In Nursing Profession, Recognition, Rewards More Important Than Ever

Nurse appreciation reward and recognize

During the month of May, we’re observing National Nurses Month, celebrating the significant contributions that nurses make to the healthcare industry.





It’s a well-known fact that nursing is one of the most physically and emotionally challenging professions and requires an unparalleled commitment, one well worthy of celebrating.





In the face of global pandemics, hospital staffing issues, and a host of other factors thousands of nurses are leaving the profession. According to the research website, 4.7 million U.S. nurses are expected to retire by 2030, with 55% of registered nurses over the age of 50. In one study, 37% of new RNs report wanting to change their job after only one year on the job. 





Caring for multiple patients and multitasking often leaves nurses without adequate time for necessities like meals or bathroom breaks. With a national rise in staff shortages, nurses are also required to work extra shifts, increasing the chances of exhaustion and burnout.





While remedying the nursing shortage requires complex solutions that a single entity such as a hospital cannot solve on its own, one simple tool has been shown to significantly and directly impact the nursing culture immediately: recognition and reward practices.
□ □ □ □
** EXERCISE OBJECTIVE **
Continue the article on recognizing and rewarding nurses, beginning right after its last sentence. The material after this point comes from a different source.

** GIVEN INFORMATION **
□ □ □ □
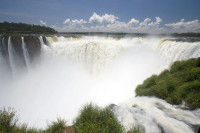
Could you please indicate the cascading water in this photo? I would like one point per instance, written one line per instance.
(26, 54)
(104, 70)
(12, 57)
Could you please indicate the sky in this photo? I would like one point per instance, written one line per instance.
(155, 16)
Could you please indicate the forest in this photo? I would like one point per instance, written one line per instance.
(22, 28)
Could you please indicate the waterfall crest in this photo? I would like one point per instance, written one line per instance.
(26, 54)
(69, 69)
(12, 57)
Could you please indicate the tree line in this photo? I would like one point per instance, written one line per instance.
(22, 28)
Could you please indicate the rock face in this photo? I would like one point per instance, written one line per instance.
(33, 47)
(198, 62)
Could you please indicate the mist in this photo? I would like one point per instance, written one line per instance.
(74, 71)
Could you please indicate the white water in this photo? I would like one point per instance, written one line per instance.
(104, 70)
(12, 57)
(26, 54)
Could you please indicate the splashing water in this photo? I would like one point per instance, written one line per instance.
(104, 70)
(26, 54)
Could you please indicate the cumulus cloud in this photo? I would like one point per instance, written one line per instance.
(145, 22)
(110, 23)
(133, 21)
(182, 26)
(158, 20)
(66, 21)
(107, 18)
(43, 23)
(80, 22)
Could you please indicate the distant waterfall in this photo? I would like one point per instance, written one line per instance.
(41, 41)
(102, 70)
(3, 45)
(12, 57)
(1, 51)
(171, 51)
(26, 54)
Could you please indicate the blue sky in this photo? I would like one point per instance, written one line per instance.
(106, 15)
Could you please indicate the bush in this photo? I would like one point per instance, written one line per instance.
(93, 119)
(8, 120)
(56, 126)
(180, 83)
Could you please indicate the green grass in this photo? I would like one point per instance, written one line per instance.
(8, 120)
(56, 126)
(180, 83)
(94, 119)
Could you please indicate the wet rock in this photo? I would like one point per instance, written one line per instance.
(33, 47)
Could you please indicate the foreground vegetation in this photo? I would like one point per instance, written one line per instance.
(92, 119)
(180, 83)
(15, 29)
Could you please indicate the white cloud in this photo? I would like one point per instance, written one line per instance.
(145, 22)
(80, 22)
(182, 26)
(66, 21)
(133, 21)
(107, 18)
(110, 23)
(43, 23)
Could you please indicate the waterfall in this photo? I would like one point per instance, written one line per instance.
(12, 57)
(171, 51)
(102, 70)
(154, 115)
(26, 54)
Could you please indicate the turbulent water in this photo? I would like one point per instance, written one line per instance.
(73, 71)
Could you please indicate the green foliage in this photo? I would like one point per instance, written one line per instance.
(56, 126)
(16, 29)
(180, 83)
(8, 120)
(94, 119)
(134, 130)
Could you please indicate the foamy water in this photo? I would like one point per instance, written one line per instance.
(76, 70)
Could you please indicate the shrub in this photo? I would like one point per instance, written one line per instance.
(180, 83)
(8, 120)
(93, 119)
(56, 126)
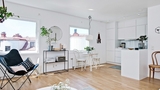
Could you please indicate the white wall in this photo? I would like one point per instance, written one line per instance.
(153, 38)
(48, 19)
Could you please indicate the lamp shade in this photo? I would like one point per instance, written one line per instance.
(89, 37)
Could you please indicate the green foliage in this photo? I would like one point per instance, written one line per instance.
(47, 33)
(88, 48)
(142, 38)
(4, 13)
□ □ □ □
** TASK RESULT **
From a “quick thanks” or a simple “job well done” shout-out or acknowledgment — any meaningful and genuine recognition is easily executed and well appreciated. That makes it all the more surprising that this commonsense practice is not included in more hospitals’ and health systems’ protocols.





Meaningful recognition comes in all sizes





In a recent report, Rachelle Busam, RN, noted “nurses selflessly give themselves during every shift, to every patient, without asking for anything in return. After an especially tough day, it’s that simple act of thanks that keeps a nurse wanting to come back for their next shift.”





And no gesture is too small. “Those acts of recognition really do impact nurses, from a heartfelt thank you from a patient to a manager who does something special for their unit — even just ordering food during a hectic shift to keep their staff going and show they’re appreciated,” said Busam.





Study shows meaningful recognition’s impact on nurses





To examine the effect of meaningful recognition programs on compassion fatigue, researchers at Arizona State University conducted a national study of critical care nurses. The research zeroed in on the impact recognition can make on things like job satisfaction and enjoyment.





“Meaningful recognition was a significant predictor of decreased burnout and increased compassion satisfaction,” the study concluded. “Additionally, job satisfaction and job enjoyment were highly predictive of decreased burnout, decreased secondary traumatic stress, and increased compassion satisfaction.”





It also noted that in addition to acknowledging and valuing nurses’ contributions to care, meaningful recognition can help reduce burnout and boost “compassion satisfaction.”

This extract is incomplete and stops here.